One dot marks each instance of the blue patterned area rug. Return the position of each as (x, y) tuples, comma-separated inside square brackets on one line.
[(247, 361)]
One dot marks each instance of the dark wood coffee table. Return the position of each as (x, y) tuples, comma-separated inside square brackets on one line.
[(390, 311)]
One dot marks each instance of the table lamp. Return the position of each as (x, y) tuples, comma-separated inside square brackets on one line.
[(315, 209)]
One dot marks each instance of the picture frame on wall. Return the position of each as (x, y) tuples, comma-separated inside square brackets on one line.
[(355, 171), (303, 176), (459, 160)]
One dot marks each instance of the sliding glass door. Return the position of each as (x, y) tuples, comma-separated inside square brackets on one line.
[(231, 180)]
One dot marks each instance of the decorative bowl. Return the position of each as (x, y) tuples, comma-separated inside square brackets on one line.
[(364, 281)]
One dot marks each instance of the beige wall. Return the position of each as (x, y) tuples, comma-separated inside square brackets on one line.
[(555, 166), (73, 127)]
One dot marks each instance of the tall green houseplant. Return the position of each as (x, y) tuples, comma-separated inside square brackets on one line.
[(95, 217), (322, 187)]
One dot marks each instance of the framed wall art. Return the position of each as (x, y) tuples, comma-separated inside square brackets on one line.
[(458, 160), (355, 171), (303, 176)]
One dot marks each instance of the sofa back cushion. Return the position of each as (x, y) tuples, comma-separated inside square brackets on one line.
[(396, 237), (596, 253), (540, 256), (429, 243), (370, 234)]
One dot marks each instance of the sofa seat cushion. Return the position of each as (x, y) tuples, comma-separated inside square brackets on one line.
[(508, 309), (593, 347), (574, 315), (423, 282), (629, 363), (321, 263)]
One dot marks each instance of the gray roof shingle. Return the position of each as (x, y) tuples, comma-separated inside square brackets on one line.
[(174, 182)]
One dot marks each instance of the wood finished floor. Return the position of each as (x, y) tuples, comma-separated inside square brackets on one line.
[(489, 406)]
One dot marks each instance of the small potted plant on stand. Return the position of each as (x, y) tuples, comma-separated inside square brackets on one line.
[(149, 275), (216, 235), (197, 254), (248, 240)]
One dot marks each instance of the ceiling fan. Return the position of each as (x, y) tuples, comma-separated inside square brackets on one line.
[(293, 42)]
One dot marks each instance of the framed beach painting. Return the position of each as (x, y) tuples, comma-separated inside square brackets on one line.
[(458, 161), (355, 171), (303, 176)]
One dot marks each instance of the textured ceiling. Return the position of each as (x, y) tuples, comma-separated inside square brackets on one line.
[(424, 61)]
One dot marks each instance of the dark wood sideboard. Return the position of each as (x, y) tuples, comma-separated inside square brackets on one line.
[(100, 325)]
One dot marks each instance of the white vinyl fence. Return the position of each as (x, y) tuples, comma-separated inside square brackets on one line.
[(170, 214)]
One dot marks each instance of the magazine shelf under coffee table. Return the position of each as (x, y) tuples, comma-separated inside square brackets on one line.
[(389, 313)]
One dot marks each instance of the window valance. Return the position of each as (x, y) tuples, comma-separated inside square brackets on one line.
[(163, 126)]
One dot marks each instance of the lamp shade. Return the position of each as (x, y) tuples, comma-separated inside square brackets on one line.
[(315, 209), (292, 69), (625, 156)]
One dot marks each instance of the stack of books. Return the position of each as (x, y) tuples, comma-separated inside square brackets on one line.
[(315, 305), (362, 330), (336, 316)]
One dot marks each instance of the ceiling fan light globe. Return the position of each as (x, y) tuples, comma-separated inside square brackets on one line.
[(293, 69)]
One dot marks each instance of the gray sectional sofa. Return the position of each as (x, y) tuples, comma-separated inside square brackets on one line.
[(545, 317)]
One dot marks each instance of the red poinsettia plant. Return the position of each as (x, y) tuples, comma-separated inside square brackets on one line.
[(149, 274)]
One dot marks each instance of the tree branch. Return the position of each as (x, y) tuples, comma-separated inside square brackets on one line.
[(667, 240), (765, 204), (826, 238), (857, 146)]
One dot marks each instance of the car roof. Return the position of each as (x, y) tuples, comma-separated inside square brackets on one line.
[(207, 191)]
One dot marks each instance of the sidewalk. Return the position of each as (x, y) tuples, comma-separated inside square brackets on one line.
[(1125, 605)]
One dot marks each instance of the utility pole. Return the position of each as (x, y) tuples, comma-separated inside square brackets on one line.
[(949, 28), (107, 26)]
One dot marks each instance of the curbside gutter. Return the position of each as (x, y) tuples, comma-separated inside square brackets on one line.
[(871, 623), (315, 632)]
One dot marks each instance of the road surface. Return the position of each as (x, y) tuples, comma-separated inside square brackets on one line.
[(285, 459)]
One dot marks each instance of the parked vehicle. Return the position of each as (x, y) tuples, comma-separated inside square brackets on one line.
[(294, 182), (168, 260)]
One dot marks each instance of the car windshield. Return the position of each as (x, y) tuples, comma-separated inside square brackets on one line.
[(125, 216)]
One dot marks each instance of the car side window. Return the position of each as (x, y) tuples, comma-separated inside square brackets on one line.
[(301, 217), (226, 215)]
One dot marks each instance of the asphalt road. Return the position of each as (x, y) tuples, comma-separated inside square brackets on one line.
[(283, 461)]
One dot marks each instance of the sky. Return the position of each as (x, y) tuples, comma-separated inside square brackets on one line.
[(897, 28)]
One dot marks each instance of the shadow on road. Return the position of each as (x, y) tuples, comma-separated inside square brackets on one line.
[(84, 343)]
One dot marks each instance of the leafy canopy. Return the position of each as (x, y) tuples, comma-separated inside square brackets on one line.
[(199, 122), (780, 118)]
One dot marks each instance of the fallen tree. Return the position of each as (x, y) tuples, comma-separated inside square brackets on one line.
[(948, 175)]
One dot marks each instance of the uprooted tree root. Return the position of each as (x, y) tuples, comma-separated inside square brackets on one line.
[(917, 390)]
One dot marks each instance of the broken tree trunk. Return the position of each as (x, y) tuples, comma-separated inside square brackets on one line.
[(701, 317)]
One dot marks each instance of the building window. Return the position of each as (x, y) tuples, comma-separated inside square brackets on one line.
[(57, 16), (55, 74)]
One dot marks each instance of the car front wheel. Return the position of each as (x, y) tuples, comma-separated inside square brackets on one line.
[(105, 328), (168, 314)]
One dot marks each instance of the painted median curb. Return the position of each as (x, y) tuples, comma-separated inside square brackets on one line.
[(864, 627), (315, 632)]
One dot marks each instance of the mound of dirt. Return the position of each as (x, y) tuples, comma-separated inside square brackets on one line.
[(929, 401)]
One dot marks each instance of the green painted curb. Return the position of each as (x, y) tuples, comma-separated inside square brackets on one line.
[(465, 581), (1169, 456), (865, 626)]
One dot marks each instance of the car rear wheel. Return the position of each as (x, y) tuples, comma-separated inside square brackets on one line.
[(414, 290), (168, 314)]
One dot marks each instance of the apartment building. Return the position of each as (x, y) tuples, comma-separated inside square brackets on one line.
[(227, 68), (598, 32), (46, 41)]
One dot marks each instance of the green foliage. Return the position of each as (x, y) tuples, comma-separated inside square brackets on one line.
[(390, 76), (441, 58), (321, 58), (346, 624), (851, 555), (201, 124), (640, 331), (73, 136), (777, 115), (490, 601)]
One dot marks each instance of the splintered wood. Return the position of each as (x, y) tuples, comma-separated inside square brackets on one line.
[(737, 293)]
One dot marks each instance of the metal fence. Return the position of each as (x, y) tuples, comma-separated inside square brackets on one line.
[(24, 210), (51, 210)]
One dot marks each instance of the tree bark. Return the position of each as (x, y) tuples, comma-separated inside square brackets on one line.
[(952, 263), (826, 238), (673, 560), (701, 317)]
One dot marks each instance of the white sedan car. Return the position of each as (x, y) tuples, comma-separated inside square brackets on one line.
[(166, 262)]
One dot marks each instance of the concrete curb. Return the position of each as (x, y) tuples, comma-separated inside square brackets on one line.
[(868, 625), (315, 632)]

▶ **Instructions to follow**:
Repeat the lines above with every word intact.

▶ **Result of the task**:
One dot marks each instance of the blue patterned area rug. Return the position of each as (x, y) tuples, comma-separated inside square brackets on one line.
[(247, 361)]
One dot marks each instance of the dark wood coffee table. Return the position of each as (x, y) tuples, comma-separated inside square brackets on one line.
[(390, 311)]
One dot marks each instance of the table lamp. Return the position of each as (x, y) tuples, comma-separated inside square brackets on one line.
[(315, 209)]
One dot marks each instance of the picture frame on wall. Return the position of each as (x, y) tuples, comma-separated inside square brackets on one line.
[(355, 171), (303, 176), (459, 160)]
One dot marks each instance of the sliding glass door. Return the position of each as (x, y) tuples, comma-separated inside square brackets on one line.
[(231, 180)]
One dot marks each instance of the decorative bowl. Return the position of each as (x, y) tuples, comma-separated inside square brackets on one line.
[(364, 281)]
One dot marks each instance of the beige wall. Return the position of each as (x, y) tuples, comma-separated inside square brackets on one line.
[(555, 166), (73, 127)]
One dot marks each instance of the tall green houseplant. Return the position of each as (x, y) tuples, comma-separated inside square brackets on one line.
[(95, 217), (322, 187)]
One dot marks each instance of the framed wall art. Return the position of each as (x, y) tuples, comma-separated inside square brackets on one line.
[(458, 160), (355, 171), (303, 176)]
One dot marks each instance of the sofa back cushion. Return the position of each as (x, y) tuples, comma-separated inside square brackets on one line.
[(396, 237), (596, 253), (540, 256), (429, 243), (370, 234)]
One dot marks each instance of the sofa seat cushion. Return the position of each as (x, y) tuples, comma-separated inside square brackets on one line.
[(508, 309), (593, 347), (574, 315), (423, 282), (629, 363), (321, 263)]
One dot marks each instance of the gray roof shingle. Return the position of each as (x, y) tuples, comma-separated inside square brackets on one line.
[(174, 182)]
One dot marks each instance of the wood finished floor. Return the position of each as (x, y) tuples, comma-separated inside square brackets on one line.
[(489, 406)]
One dot marks each instance of the small potted plant on stand. Return the position of each as (x, y) tuples, comma-separated inside square brackets on one line.
[(149, 275), (216, 235), (197, 254), (248, 240)]
One dot marks each instance of the ceiling fan. Return the position of each as (x, y) tuples, comma-separated inside square brackets on one line.
[(293, 42)]
One dot marks each instance of the framed beach painting. Return the position of each as (x, y) tuples, comma-separated inside square brackets on one line.
[(458, 161), (355, 171), (303, 176)]
One dot marks each instance of the textured ceiling. Return the position of each as (x, y) tuples, comma-separated inside square brackets on one line.
[(424, 61)]
One dot marks each instance of the dark wood sideboard. Return the position of each as (x, y) tuples, comma-separated inside square brackets on one line.
[(100, 325)]
One dot marks each instance of the white vinyl fence. Return the position of each as (x, y) tuples, comma-separated inside square brackets on one line.
[(170, 214)]
One dot marks each instance of the magazine shelf under coffee table. Return the position of each as (x, y) tuples, comma-separated inside square brackets on one line.
[(389, 313)]
One dot marks each instance of the window valance. Return the position of each as (x, y) tuples, comma-separated inside square brackets on one line.
[(163, 126)]
One dot marks each instance of the lamp shade. Return the position of each as (x, y) tuples, comma-separated inside square brackets on one line.
[(315, 209), (292, 69), (625, 156)]
One dot marks each instance of the stack of books. Return the position of each as (x, y) tuples, comma-separated inside square brackets on one line.
[(315, 305), (362, 330), (336, 316)]
One dot marks each instance of the ceiling fan light globe. Return the position of each as (x, y) tuples, comma-separated inside square brackets on one line.
[(293, 69)]
One dot marks each instance of the gray sectional sofa. Return the position of each as (x, y) tuples, comma-separated inside square brackets on one line.
[(545, 317)]
One dot marks each instance of the red poinsettia plant. Return the position of each as (x, y) tuples, comma-separated inside square brackets on one line.
[(149, 274)]
One dot marks each instance of the tree branch. Return the position of each as (x, y) tuples, comma-separated inside square brackets on one line.
[(667, 240), (765, 204), (826, 238), (857, 146)]
One dot marks each instance of the car roof. Return the position of each as (x, y) tuples, comma-separated inside square brackets on one line.
[(207, 191)]
One dot marks each instance of the sidewalk. Return the position of each as (x, y) tuples, comma-separated inside square brackets on one line.
[(1125, 605)]
One dot marks each instance of the utility pole. Return the position of each as (x, y) tuples, comma-separated inside square brackets on one line.
[(949, 28), (107, 26)]
One dot marks each instance of the curbside gutter. Return the position of each as (x, y) tuples, comma-separated inside square brackets on one line.
[(871, 623), (315, 632)]
One dot marks each instance of the road surface. Return the position of each as (x, y) tuples, comma-separated inside square brackets on one line.
[(285, 459)]
One dot marks each instance of the parked vehicle. Return the position of each as (x, y) tuples, comma-separated inside square brackets on one line.
[(294, 182), (168, 260)]
One dot marks each instance of the car windshield. Return the position of each as (x, y) tuples, comma-separated inside square brackets on one line.
[(125, 216)]
One dot marks each instance of the car side window. Return the position of each as (x, y) tuples, comma-separated inside square brackets on one line.
[(301, 217), (226, 215)]
One dot marks each instance of the asphalt road. Return the position of each as (x, y) tuples, comma-separated inside square brackets on one line.
[(283, 461)]
One dot marks each instance of the sky. Return the position of each as (x, y) tuples, comma-separated inside square brackets on one line.
[(897, 28)]
One dot marks each instance of the shadow on road. Return the position of each as (x, y) tuples, comma-separated inside square brackets on one line.
[(84, 343)]
One dot marks each instance of the leafy canopy. Return the position of each as (x, y) tuples, comma-separated inside square brackets on one line.
[(199, 122), (780, 118)]
One dot marks each instance of the fallen tree. Return the position of each as (x, y) tuples, comma-separated inside square brackets on one line.
[(948, 175)]
One dot marks each instance of the uprooted tree root. Return the position of each as (x, y) tuples, comma-separated inside square brackets on one line.
[(917, 390)]
One dot marks each instance of the broken tree trunk. Return the position of each as (x, y) tuples, comma-separated inside square brackets on one line.
[(701, 317)]
One dot marks each instance of the building window. Return the position of each as (x, y) tuples, comma-separated inside square brackets on one line.
[(57, 16), (55, 74)]
One dot marks each instance of the car front wheel. Return the position of each as (x, y) tuples, comma-separated inside square brackets on one line.
[(105, 328), (168, 314)]
One dot marks each instance of the painted median curb. Return the position of each as (x, y) tuples, comma-separated inside square brackets on one line.
[(864, 627), (315, 632)]
One dot marks each instance of the mound of dirt. Return the position of each as (x, y) tuples, comma-separated inside square brackets on one line.
[(929, 401)]
One dot marks each instance of the green painted curb. Return the position of each as (x, y) tuples, comma-separated inside square brackets on one line.
[(465, 581), (1169, 456), (865, 626)]
One dot marks each instance of the car rear wheel. Return the position of each as (x, y) tuples, comma-separated inside square brackets on one line.
[(414, 290), (168, 314)]
One dot marks each instance of the apartment building. Return the position of each as (x, y) tuples, comma-separated inside square brackets on one line.
[(227, 68), (598, 32), (46, 41)]
One dot marks each instance of the green foliage. Return the position of each as (x, y) tuples, comma-separated inside square brackets on one line.
[(390, 76), (441, 58), (321, 58), (346, 624), (851, 555), (201, 124), (640, 331), (73, 136), (777, 115), (490, 601)]
One dot marks each instance of the splintered wood. Return the position of each as (x, y) tuples, comma-separated inside square brackets on one line.
[(737, 293)]
One dot marks each instance of the metal fence. Return the position of each as (x, y) tuples, comma-separated inside square brackets on one line.
[(24, 210), (51, 210)]
One dot marks each instance of the tree bark. Return the position of each as (x, y) tuples, comma-separated inside square brackets on one line.
[(952, 263), (826, 238), (673, 560), (701, 317)]
One dot marks each instance of the white sedan car. Return the position of each as (x, y) tuples, comma-separated inside square brackets on one line.
[(166, 262)]
One dot marks each instance of the concrete curb. Return the position of each as (x, y) tuples, comma-separated inside square brackets on one line.
[(868, 625), (315, 632)]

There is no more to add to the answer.